## Problem statement
Each line below that carries the string "after" must appear in the answer.

## Input data
===============

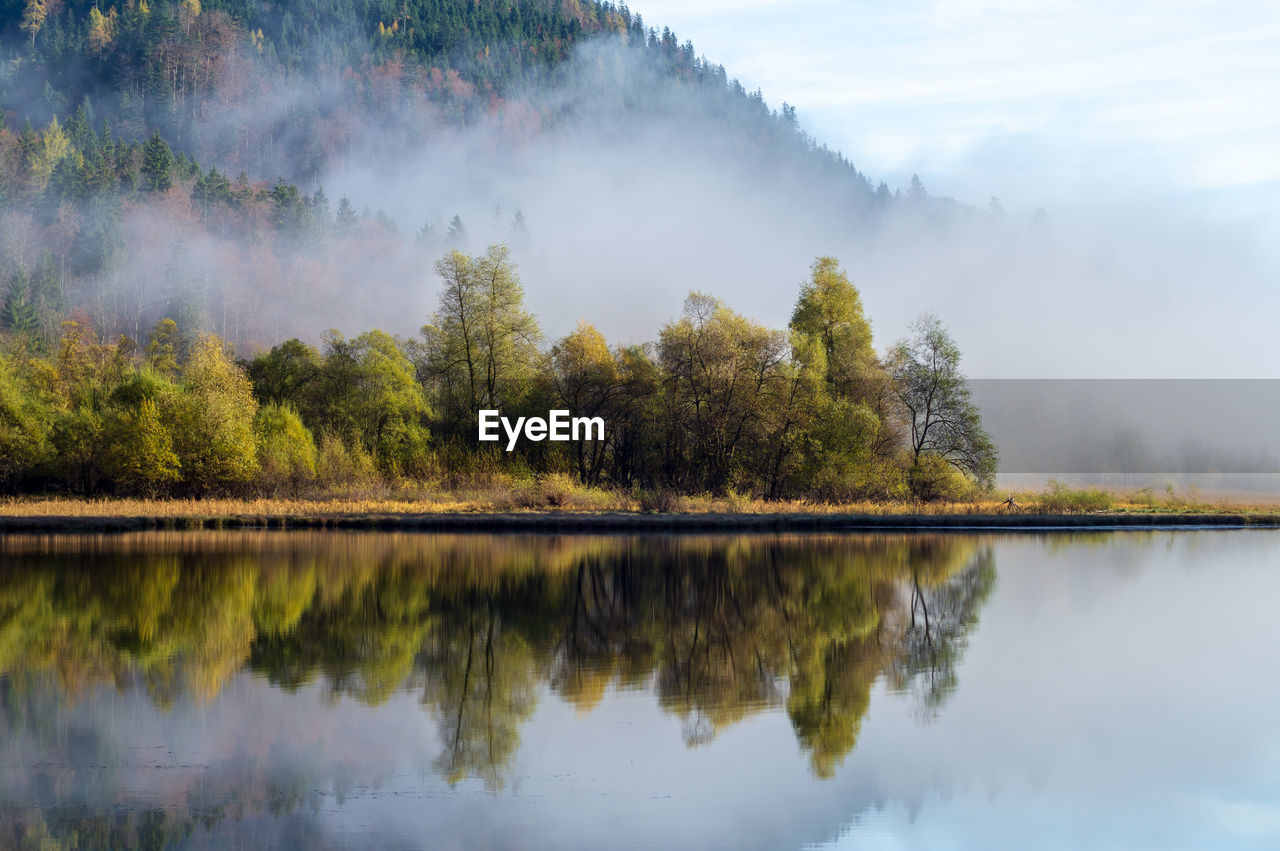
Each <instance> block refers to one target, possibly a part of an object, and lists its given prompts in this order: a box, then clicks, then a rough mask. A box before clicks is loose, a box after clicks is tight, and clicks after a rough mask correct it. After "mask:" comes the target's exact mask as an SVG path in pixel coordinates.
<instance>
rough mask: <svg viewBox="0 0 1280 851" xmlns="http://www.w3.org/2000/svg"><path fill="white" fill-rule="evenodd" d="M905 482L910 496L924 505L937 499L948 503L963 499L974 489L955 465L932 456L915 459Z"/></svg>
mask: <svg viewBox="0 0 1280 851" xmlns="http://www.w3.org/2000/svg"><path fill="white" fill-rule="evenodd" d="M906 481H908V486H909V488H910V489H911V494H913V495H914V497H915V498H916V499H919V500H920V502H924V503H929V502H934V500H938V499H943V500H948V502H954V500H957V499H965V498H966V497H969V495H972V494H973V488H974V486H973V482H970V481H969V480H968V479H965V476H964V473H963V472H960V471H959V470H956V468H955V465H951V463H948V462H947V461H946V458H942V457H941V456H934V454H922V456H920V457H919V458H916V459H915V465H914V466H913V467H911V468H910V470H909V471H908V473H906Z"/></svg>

===============

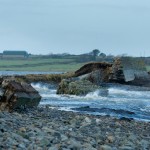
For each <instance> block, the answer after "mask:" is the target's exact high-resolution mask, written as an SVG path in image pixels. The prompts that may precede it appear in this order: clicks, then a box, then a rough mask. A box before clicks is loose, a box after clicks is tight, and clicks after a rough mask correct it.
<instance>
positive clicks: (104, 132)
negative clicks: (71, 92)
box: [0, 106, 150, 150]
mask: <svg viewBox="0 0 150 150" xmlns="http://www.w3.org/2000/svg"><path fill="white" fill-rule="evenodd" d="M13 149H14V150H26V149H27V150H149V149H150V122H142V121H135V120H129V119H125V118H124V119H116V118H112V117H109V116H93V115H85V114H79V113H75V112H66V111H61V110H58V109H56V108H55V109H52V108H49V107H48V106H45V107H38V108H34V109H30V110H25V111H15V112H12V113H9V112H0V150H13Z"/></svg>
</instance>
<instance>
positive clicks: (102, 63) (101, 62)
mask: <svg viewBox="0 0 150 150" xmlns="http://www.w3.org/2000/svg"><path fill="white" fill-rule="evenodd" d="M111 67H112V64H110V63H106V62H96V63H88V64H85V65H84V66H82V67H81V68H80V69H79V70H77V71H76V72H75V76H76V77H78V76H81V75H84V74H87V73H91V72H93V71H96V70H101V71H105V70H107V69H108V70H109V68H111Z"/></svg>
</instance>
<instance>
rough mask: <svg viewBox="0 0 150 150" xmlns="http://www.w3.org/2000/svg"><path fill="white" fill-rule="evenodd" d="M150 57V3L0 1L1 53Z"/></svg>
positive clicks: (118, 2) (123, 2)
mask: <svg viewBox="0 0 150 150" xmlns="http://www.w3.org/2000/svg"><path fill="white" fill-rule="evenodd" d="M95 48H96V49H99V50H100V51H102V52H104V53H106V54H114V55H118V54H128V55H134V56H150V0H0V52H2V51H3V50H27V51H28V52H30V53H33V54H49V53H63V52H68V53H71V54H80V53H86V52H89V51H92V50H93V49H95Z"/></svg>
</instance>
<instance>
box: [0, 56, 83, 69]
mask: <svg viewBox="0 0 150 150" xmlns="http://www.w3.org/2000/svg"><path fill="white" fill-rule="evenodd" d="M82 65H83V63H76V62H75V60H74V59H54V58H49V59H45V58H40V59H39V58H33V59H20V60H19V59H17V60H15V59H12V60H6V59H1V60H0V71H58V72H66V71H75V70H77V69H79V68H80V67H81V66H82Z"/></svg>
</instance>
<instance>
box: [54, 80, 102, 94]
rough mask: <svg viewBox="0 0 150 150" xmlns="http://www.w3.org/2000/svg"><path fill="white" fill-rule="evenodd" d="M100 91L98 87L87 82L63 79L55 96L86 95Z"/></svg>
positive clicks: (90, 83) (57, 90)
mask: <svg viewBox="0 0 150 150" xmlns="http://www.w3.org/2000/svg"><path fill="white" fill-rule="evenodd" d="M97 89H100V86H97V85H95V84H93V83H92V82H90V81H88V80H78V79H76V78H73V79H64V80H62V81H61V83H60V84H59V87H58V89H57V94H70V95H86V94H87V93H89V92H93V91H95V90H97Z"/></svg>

===============

## Response
Each <instance> block refers to one target, possibly a part of an object, and lists its given prompts in this order: a box, then clicks, then a rough mask. A box before clicks is loose, a box after clicks is tight, and clicks after a rough mask correct it. After "mask:" comes the target's exact mask as an SVG path in pixel coordinates.
For each <instance> block, the answer after "mask:" is the target's exact high-resolution mask, written as an SVG path in image pixels. The prompts that may precede it appear in this order: clicks, then a box, then a rough mask. A box before clicks is loose, a box after clicks is tight, and clicks after a rough mask correct it.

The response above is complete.